Supplied text.
★ ★ ★
This summer I was one of 33 students was chosen to participate in a fully funded Research Experience in Carbon Sequestration (RECS) held June 1-10.  RECS is a 10-day interactive program that combines classroom instruction, site visits to carbon capture facilities, and hand-on field activities. Twenty-two globally recognized Carbon Capture Utilization and Storage (CCUS) experts and two RECS alumni collectively covered topics that ranged from capture technology, policy, CCUS deployment strategies, MVA monitoring, and communications training.

June 1, I traveled to Birmingham, Alabama the ‘cradle of the American Civil Rights Movement,’ and checked-in at the University of Birmingham Camp Hall where I met fellow participants.  This year RECS was hosted by Southern Company, which one of the nation’s largest generators of electricity and serves 4.3 million customers in Alabama, Florida, Georgia, and Mississippi.  In addition to providing energy, Southern Company is proactive in reducing their CO2 emissions through various CCUS technologies and partnerships.

Day 2: Our first stop was Alabama Power’s Plant Miller.  After a solid afternoon of presentations we toured the plant and capture demonstration facility.  As a bonus, during our southern BBQ lunch the EPA released its plan to cut carbon emissions from the worlds’ largest emitters, coal fired power plants. It was a bit ironic that we were watching Gina McCarthy, EPA Administrator, announce the Clean Power Plan while we sat at one of the largest emitters of CO2!

Day 3: We traveled to the National Carbon Capture Center (NCCC, http://www.nationalcarboncapturecenter.com/ ) located within the Plant Gaston utility site. The Department of Energy (DOE) established the NCCC in 2009 as a test center for emerging capture technologies.  Here researchers from all over the world can test their capture technologies including pre-combustion, post-combustion, and oxy-combustion CO2capture processes at multiple scales.

Here Carl Carman, one of my colleagues from the Illinois State Geological Survey and fellow RECS participant, and I posed for a photo in front of the NCCC before our tour.

Day 4: We traveled to Alabama Power Headquarters for presentations on public engagement, relation strategies, and communication coaching exercises. This experience was one of my favorite days of the course. We were split into groups and given different topics of public concern dealing with CCS.

My group’s topic dealt with farmer accusations of dead animals caused by leaking CO2 in their pond. Sound familiar…Kerr investigation? This was great for me because I was able to provide solid talking points for Davina Bird, pictured below, on Weyburn. After each group finished the exercise we watched the recorded video and were given valuable feedback.
★ ★ ★
Transcribe the passage of the RECS account between "Day 4: We traveled" and "dealing with CCS.", inclusive, word for word.

Collected material.
★ ★ ★
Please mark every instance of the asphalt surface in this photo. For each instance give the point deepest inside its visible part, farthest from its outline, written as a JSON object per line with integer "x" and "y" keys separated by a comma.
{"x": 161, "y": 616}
★ ★ ★
Task response.
Day 4: We traveled to Alabama Power Headquarters for presentations on public engagement, relation strategies, and communication coaching exercises. This experience was one of my favorite days of the course. We were split into groups and given different topics of public concern dealing with CCS.